Quoted passage:
◆ ◆ ◆ ◆
- Directed by: Ion Popescu-Gopo
- Written by: Ion Popescu-Gopo
- Starring: Gilda Manolescu Medeea Marinescu Ingrid Celia
- Cinematography: Alecu Popescu
- Edited by: Elena Belyavskaya S. Kusursuz
- Music by: Eugen Doga
- Production companies: Moldova-Film Soyuzmultfilm Casa de Filme 5 Animafilm
- Release dates: 21 December 1981 (Socialist Republic of Romania); 3 March 1982 (Soviet Union);
- Running time: 68 min.
- Countries: Socialist Republic of Romania; Soviet Union;
- Languages: Romanian Russian

= Maria, Mirabela =

Maria, Mirabela is a live-action/animated film jointly produced by Romanian and Soviet movie studios. The Romanian premiere took place on 21 December 1981 in Bucharest, The Soviet premiere took place on March 3, 1982 in Moscow.
◆ ◆ ◆ ◆
Point labeling data based on photos:

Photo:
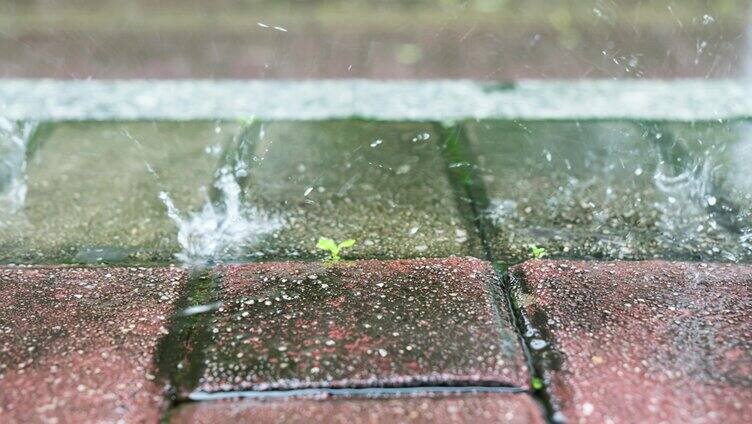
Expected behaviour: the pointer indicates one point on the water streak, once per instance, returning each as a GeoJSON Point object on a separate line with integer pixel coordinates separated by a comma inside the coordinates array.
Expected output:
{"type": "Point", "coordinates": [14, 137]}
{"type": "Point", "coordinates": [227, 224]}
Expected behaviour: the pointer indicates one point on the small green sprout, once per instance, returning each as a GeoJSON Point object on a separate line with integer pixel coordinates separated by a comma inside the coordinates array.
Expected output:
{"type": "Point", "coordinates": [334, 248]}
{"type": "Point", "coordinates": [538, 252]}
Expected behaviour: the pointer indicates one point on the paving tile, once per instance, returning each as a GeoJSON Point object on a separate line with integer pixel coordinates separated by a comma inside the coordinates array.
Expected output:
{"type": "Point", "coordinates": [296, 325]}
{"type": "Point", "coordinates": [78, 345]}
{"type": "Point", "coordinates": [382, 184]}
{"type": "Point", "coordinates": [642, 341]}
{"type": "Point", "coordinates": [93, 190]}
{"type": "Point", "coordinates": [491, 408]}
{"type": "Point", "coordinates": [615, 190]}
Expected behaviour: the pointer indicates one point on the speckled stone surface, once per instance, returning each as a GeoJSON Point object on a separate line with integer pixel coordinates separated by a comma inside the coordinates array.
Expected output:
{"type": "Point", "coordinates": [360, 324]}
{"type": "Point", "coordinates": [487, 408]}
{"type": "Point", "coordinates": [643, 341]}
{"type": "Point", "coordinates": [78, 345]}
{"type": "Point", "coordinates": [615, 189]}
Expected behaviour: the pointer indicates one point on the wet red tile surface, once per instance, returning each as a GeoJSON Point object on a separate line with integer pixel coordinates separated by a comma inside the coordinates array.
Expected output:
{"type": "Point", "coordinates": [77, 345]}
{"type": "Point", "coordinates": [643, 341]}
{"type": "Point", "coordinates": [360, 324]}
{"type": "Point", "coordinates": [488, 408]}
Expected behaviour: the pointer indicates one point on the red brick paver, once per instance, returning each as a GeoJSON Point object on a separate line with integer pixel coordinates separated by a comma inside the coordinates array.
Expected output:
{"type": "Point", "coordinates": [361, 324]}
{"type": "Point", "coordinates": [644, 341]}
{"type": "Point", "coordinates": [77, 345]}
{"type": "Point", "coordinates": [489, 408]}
◆ ◆ ◆ ◆
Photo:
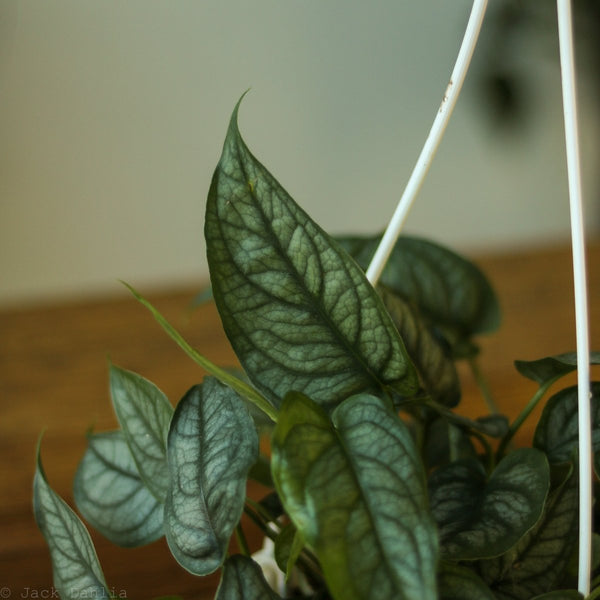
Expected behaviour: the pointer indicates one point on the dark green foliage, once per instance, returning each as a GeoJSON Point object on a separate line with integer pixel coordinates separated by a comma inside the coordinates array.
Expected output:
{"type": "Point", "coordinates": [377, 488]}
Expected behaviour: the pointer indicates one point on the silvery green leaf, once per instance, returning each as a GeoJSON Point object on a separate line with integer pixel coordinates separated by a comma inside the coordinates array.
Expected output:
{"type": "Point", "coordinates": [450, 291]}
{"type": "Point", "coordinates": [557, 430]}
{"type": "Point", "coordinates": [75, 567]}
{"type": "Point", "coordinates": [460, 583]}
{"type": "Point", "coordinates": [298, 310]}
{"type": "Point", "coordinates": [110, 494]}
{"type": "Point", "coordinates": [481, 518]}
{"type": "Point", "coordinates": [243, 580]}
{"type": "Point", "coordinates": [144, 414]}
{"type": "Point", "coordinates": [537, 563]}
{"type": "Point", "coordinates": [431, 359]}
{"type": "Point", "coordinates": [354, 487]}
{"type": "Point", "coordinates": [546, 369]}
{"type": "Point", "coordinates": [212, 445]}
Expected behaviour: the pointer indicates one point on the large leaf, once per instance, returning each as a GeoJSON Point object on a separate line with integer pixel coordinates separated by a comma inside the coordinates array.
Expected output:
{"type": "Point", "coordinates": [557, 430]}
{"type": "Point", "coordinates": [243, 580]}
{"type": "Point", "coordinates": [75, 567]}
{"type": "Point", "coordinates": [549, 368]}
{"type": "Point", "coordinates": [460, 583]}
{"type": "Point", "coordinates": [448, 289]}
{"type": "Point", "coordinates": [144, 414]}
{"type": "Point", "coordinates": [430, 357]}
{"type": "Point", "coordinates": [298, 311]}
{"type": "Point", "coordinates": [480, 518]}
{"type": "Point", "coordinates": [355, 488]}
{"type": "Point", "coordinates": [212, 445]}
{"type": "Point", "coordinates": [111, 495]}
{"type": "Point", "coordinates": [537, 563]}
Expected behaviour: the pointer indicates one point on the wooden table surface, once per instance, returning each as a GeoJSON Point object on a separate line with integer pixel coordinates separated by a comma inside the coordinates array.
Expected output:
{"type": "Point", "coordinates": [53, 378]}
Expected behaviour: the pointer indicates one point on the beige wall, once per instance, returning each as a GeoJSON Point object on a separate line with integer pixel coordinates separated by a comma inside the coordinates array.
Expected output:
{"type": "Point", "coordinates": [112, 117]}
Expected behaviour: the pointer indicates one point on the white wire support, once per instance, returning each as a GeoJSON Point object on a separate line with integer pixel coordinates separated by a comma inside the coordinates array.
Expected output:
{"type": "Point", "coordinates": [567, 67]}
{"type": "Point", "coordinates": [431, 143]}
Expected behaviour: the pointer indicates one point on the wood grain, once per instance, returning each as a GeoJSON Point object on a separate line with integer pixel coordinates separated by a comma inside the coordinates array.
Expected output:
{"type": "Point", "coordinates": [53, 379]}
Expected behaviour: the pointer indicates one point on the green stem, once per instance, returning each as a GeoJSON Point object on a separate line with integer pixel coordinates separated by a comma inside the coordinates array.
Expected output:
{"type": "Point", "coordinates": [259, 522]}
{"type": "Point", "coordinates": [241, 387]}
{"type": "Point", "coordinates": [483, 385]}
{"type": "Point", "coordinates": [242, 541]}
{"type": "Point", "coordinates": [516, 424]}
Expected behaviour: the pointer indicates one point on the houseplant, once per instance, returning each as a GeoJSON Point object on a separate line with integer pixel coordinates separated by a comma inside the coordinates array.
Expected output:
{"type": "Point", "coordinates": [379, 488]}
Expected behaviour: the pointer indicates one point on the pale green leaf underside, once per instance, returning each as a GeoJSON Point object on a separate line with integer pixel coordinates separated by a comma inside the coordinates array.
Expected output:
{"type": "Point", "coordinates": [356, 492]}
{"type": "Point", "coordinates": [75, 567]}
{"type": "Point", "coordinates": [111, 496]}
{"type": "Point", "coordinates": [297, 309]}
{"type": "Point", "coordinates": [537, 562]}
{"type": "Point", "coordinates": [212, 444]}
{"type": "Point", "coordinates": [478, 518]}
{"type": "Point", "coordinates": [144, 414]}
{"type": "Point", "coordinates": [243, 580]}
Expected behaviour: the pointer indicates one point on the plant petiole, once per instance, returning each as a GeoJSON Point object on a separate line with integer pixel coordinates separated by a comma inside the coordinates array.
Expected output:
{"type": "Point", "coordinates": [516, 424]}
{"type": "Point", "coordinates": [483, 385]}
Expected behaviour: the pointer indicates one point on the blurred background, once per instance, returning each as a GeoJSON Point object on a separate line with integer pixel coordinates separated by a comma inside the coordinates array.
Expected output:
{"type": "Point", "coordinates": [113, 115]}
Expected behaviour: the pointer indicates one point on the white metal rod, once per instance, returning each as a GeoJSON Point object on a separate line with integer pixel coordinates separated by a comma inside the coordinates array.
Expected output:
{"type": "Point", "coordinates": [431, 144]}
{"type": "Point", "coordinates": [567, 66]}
◆ ◆ ◆ ◆
Requests:
(a) Who wrote the music for Maria, Mirabela, according to the film details?
(b) List every line of the entries that contains the word "white", treating uppercase and lowercase as different.
The film details and the entries are unrelated material.

Solutions to the exercise:
(a) Eugen Doga

(b)
Expected behaviour: the pointer indicates one point on the white wire support, once per instance, returning each as a GeoJSON Point object on a separate line with integer pixel coordinates separated by a comma inside the coordinates array.
Expected behaviour: the pointer indicates one point on the white metal rod, once per instance, returning each as a GeoJSON Point object on a separate line with integer pixel coordinates separated by a comma inside the coordinates array.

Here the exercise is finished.